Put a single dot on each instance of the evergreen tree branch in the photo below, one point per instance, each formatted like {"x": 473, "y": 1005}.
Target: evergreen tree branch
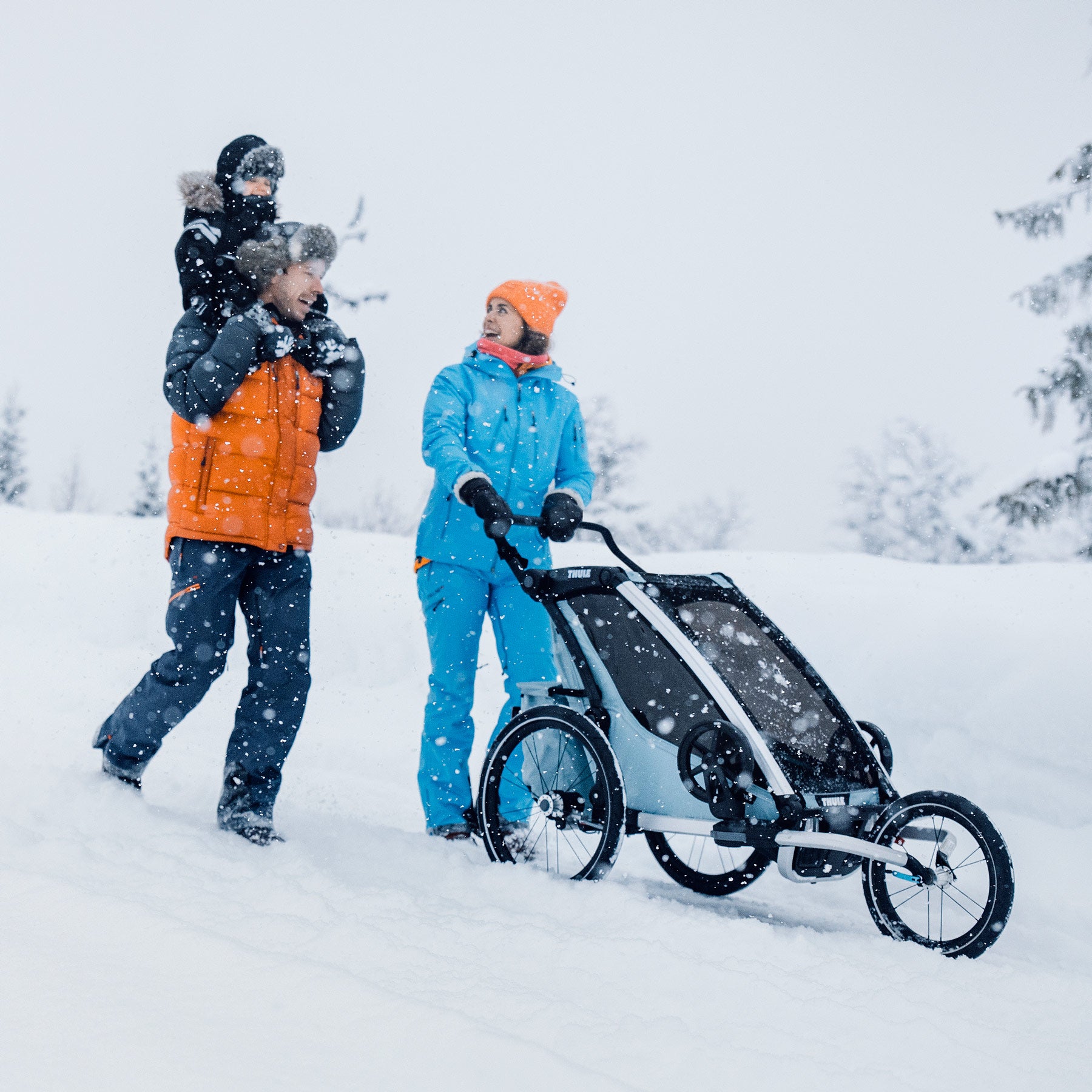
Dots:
{"x": 1056, "y": 292}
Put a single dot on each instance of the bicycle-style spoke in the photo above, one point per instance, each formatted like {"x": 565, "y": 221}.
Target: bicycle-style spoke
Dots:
{"x": 970, "y": 913}
{"x": 969, "y": 899}
{"x": 909, "y": 898}
{"x": 561, "y": 764}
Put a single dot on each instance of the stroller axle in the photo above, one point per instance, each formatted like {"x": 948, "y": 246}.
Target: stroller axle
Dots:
{"x": 801, "y": 839}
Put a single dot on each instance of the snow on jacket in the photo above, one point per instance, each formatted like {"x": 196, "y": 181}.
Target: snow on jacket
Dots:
{"x": 249, "y": 423}
{"x": 527, "y": 435}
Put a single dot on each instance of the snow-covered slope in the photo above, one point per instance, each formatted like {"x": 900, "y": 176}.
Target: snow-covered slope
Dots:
{"x": 142, "y": 949}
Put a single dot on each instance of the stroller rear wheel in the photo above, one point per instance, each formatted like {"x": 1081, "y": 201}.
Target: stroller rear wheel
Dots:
{"x": 965, "y": 911}
{"x": 698, "y": 863}
{"x": 551, "y": 795}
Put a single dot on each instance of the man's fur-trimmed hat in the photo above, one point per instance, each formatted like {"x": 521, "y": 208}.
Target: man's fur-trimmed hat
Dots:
{"x": 289, "y": 244}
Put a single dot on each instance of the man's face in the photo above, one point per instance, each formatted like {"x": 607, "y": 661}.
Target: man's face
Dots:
{"x": 294, "y": 292}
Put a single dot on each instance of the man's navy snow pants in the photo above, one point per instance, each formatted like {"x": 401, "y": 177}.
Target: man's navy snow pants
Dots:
{"x": 207, "y": 579}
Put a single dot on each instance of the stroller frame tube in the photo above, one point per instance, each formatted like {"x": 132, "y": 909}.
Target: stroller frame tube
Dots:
{"x": 793, "y": 839}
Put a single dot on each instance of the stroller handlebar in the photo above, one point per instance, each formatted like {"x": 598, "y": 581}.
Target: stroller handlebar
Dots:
{"x": 519, "y": 564}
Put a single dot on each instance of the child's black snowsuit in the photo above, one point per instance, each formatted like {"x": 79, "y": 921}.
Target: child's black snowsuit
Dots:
{"x": 218, "y": 220}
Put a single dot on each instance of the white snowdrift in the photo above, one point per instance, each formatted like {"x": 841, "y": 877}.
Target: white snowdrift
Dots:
{"x": 143, "y": 949}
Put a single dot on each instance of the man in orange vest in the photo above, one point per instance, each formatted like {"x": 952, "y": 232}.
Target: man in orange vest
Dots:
{"x": 254, "y": 406}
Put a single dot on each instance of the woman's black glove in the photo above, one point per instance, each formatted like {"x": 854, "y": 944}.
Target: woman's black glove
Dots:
{"x": 561, "y": 518}
{"x": 488, "y": 505}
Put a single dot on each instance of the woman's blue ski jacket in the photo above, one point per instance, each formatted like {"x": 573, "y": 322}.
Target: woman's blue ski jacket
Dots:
{"x": 525, "y": 435}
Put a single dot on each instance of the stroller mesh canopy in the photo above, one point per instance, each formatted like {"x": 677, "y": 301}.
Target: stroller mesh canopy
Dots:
{"x": 658, "y": 688}
{"x": 812, "y": 738}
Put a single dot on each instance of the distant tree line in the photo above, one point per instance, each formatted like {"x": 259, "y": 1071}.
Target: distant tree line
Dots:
{"x": 70, "y": 493}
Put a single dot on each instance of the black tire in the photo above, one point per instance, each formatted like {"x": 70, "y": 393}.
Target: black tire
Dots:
{"x": 571, "y": 821}
{"x": 730, "y": 869}
{"x": 976, "y": 885}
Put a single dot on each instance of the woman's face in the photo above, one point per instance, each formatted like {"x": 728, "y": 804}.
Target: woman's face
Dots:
{"x": 502, "y": 323}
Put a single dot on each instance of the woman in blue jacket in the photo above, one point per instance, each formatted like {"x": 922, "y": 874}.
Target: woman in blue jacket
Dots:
{"x": 504, "y": 436}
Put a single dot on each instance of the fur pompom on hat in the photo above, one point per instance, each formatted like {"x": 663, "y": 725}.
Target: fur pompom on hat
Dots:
{"x": 289, "y": 245}
{"x": 200, "y": 191}
{"x": 539, "y": 304}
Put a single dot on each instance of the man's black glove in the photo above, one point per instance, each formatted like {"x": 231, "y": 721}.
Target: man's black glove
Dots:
{"x": 275, "y": 342}
{"x": 323, "y": 344}
{"x": 561, "y": 518}
{"x": 488, "y": 505}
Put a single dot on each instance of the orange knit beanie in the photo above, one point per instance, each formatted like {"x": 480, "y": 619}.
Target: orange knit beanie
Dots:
{"x": 538, "y": 304}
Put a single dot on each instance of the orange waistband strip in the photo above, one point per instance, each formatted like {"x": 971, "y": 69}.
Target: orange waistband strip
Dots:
{"x": 192, "y": 588}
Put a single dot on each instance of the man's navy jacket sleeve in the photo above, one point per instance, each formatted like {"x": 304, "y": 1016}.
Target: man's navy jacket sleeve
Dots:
{"x": 203, "y": 372}
{"x": 342, "y": 398}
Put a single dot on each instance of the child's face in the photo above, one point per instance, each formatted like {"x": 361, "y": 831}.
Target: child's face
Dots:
{"x": 257, "y": 188}
{"x": 294, "y": 292}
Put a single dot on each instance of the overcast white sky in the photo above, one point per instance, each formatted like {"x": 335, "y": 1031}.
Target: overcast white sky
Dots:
{"x": 775, "y": 221}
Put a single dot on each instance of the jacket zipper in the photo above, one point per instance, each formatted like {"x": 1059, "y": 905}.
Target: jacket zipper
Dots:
{"x": 206, "y": 473}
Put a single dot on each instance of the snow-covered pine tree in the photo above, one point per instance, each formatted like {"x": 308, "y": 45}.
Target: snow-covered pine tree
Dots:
{"x": 1066, "y": 487}
{"x": 902, "y": 502}
{"x": 147, "y": 500}
{"x": 613, "y": 458}
{"x": 710, "y": 524}
{"x": 13, "y": 480}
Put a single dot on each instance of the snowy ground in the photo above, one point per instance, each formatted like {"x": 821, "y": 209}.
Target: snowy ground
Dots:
{"x": 142, "y": 949}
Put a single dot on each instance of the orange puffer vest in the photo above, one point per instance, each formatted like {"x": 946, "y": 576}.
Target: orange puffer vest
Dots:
{"x": 248, "y": 475}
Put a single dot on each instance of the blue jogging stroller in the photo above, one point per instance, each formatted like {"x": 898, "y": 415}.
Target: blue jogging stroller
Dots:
{"x": 686, "y": 715}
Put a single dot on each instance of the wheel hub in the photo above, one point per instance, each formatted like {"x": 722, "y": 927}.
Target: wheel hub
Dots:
{"x": 551, "y": 805}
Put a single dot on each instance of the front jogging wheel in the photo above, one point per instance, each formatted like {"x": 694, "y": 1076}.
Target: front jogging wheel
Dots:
{"x": 698, "y": 863}
{"x": 965, "y": 911}
{"x": 551, "y": 795}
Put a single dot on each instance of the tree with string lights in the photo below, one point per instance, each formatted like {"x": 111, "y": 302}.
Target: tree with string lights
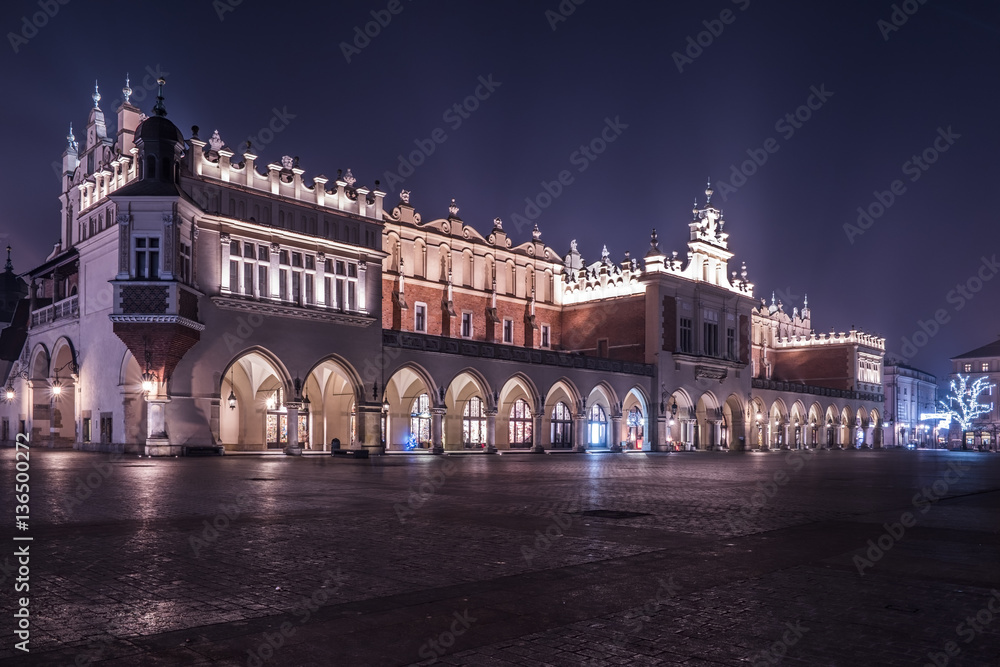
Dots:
{"x": 966, "y": 399}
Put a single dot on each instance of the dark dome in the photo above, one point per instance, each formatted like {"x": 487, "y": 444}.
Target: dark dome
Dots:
{"x": 158, "y": 128}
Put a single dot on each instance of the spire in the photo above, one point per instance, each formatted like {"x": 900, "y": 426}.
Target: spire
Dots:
{"x": 158, "y": 108}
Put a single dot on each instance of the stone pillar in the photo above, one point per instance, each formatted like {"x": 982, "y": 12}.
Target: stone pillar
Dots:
{"x": 157, "y": 440}
{"x": 536, "y": 434}
{"x": 580, "y": 431}
{"x": 616, "y": 433}
{"x": 491, "y": 431}
{"x": 437, "y": 418}
{"x": 369, "y": 428}
{"x": 292, "y": 447}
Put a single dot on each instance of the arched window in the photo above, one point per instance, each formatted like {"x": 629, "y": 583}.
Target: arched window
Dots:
{"x": 634, "y": 423}
{"x": 597, "y": 426}
{"x": 562, "y": 426}
{"x": 474, "y": 424}
{"x": 420, "y": 420}
{"x": 519, "y": 428}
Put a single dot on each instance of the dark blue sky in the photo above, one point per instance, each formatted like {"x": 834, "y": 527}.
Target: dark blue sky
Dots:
{"x": 606, "y": 60}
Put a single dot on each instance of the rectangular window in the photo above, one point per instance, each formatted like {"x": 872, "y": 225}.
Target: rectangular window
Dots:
{"x": 686, "y": 338}
{"x": 263, "y": 286}
{"x": 711, "y": 332}
{"x": 420, "y": 318}
{"x": 147, "y": 257}
{"x": 248, "y": 278}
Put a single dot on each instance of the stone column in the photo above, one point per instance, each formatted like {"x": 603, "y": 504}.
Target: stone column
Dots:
{"x": 616, "y": 433}
{"x": 491, "y": 431}
{"x": 536, "y": 434}
{"x": 292, "y": 447}
{"x": 580, "y": 431}
{"x": 437, "y": 418}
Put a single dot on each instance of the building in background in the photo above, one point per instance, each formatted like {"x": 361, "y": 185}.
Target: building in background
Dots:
{"x": 203, "y": 298}
{"x": 911, "y": 394}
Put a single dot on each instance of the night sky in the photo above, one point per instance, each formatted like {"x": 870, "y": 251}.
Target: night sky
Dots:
{"x": 887, "y": 95}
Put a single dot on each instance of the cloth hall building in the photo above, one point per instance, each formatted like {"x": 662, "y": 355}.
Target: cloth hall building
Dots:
{"x": 202, "y": 298}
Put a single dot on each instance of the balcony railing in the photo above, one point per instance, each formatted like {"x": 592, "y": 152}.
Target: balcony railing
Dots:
{"x": 60, "y": 310}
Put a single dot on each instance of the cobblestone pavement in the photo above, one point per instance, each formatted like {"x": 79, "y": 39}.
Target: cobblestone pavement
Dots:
{"x": 697, "y": 559}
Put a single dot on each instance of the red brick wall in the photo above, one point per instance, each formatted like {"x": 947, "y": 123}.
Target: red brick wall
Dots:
{"x": 433, "y": 294}
{"x": 820, "y": 366}
{"x": 669, "y": 323}
{"x": 622, "y": 321}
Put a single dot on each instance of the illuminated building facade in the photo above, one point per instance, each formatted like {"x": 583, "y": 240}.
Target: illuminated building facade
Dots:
{"x": 202, "y": 299}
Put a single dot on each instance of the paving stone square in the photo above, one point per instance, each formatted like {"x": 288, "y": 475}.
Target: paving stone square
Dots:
{"x": 702, "y": 558}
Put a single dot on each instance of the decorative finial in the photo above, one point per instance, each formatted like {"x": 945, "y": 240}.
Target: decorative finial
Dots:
{"x": 215, "y": 142}
{"x": 158, "y": 108}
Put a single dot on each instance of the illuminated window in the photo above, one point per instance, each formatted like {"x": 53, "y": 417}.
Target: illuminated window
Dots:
{"x": 474, "y": 424}
{"x": 420, "y": 420}
{"x": 519, "y": 427}
{"x": 597, "y": 426}
{"x": 562, "y": 426}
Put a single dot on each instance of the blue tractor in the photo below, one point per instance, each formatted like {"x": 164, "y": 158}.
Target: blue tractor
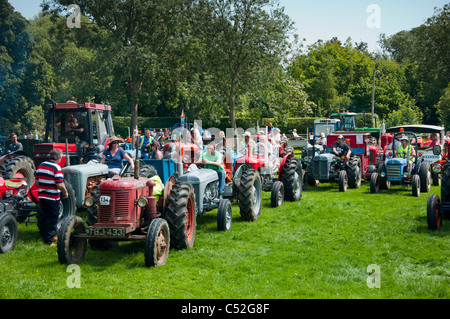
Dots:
{"x": 395, "y": 169}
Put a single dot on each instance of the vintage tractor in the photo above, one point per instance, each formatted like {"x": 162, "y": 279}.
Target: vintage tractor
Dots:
{"x": 395, "y": 169}
{"x": 126, "y": 210}
{"x": 347, "y": 173}
{"x": 20, "y": 204}
{"x": 282, "y": 176}
{"x": 78, "y": 147}
{"x": 439, "y": 208}
{"x": 423, "y": 145}
{"x": 245, "y": 189}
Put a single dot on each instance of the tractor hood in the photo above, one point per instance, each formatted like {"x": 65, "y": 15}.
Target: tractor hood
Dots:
{"x": 204, "y": 176}
{"x": 123, "y": 184}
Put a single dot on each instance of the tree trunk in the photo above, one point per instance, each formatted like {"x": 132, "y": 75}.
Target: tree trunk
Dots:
{"x": 232, "y": 105}
{"x": 133, "y": 87}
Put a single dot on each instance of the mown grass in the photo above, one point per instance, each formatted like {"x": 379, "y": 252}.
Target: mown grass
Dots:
{"x": 319, "y": 247}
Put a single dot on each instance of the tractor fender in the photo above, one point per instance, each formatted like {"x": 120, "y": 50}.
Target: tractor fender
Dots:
{"x": 283, "y": 162}
{"x": 238, "y": 174}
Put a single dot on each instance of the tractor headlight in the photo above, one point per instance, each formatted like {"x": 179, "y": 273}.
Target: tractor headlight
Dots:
{"x": 437, "y": 168}
{"x": 142, "y": 202}
{"x": 88, "y": 202}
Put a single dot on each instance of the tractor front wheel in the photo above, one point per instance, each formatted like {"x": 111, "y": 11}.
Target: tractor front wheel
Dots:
{"x": 224, "y": 215}
{"x": 157, "y": 243}
{"x": 434, "y": 219}
{"x": 374, "y": 183}
{"x": 416, "y": 185}
{"x": 277, "y": 195}
{"x": 8, "y": 232}
{"x": 181, "y": 215}
{"x": 249, "y": 195}
{"x": 343, "y": 181}
{"x": 71, "y": 248}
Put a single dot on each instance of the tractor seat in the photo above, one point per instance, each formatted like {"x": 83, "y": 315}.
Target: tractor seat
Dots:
{"x": 15, "y": 184}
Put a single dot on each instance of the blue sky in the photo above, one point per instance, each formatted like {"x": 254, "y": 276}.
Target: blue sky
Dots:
{"x": 324, "y": 19}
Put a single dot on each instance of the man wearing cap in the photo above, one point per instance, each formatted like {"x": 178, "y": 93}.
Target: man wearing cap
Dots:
{"x": 113, "y": 156}
{"x": 403, "y": 149}
{"x": 340, "y": 148}
{"x": 247, "y": 145}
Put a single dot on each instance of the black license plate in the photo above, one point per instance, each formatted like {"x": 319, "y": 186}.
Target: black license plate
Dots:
{"x": 106, "y": 231}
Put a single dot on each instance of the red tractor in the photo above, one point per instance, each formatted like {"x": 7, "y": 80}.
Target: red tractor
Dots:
{"x": 128, "y": 211}
{"x": 439, "y": 208}
{"x": 328, "y": 167}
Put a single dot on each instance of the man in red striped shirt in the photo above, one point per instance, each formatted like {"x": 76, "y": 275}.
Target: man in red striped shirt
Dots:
{"x": 50, "y": 182}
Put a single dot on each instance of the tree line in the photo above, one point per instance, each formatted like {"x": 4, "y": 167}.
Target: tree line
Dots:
{"x": 213, "y": 59}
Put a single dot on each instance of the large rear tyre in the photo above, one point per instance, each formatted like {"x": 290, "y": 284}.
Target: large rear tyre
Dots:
{"x": 71, "y": 248}
{"x": 157, "y": 243}
{"x": 434, "y": 219}
{"x": 19, "y": 167}
{"x": 354, "y": 172}
{"x": 181, "y": 215}
{"x": 8, "y": 232}
{"x": 249, "y": 195}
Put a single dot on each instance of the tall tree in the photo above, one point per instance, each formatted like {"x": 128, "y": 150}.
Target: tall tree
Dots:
{"x": 240, "y": 38}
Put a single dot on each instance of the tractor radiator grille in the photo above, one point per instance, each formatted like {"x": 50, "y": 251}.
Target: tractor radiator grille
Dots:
{"x": 394, "y": 171}
{"x": 320, "y": 169}
{"x": 118, "y": 209}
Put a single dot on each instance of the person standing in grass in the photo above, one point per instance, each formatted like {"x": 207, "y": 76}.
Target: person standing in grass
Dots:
{"x": 50, "y": 183}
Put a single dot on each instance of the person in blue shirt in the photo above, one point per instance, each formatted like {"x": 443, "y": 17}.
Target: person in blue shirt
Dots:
{"x": 145, "y": 143}
{"x": 114, "y": 155}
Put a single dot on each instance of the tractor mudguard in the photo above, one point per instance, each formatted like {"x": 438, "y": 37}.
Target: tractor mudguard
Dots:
{"x": 238, "y": 174}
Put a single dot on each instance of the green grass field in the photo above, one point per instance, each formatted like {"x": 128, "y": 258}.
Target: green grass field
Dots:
{"x": 319, "y": 247}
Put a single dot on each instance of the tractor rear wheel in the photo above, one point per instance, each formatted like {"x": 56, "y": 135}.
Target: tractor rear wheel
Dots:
{"x": 71, "y": 248}
{"x": 249, "y": 195}
{"x": 374, "y": 183}
{"x": 277, "y": 195}
{"x": 416, "y": 185}
{"x": 292, "y": 179}
{"x": 343, "y": 181}
{"x": 8, "y": 232}
{"x": 157, "y": 243}
{"x": 224, "y": 215}
{"x": 433, "y": 218}
{"x": 354, "y": 172}
{"x": 425, "y": 177}
{"x": 181, "y": 215}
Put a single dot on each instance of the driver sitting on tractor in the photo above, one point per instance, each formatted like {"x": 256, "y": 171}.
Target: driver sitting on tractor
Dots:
{"x": 213, "y": 160}
{"x": 403, "y": 149}
{"x": 340, "y": 148}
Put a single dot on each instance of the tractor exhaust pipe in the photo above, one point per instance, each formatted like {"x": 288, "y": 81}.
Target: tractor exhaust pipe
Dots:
{"x": 136, "y": 160}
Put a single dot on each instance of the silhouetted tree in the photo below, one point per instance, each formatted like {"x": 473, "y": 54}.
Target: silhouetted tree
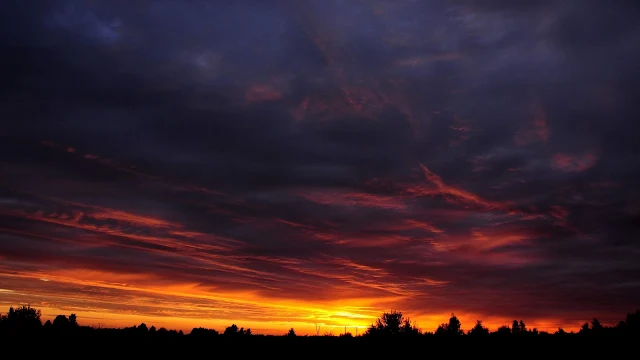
═══
Which lines of the records above contain the word "tall"? Copy out each of them, and treat uppercase and lowercase as different.

* The completed task:
Put a single dot on each instance of the tall tree in the photo above, one point per instance, each formatted like {"x": 128, "y": 150}.
Target: tall tree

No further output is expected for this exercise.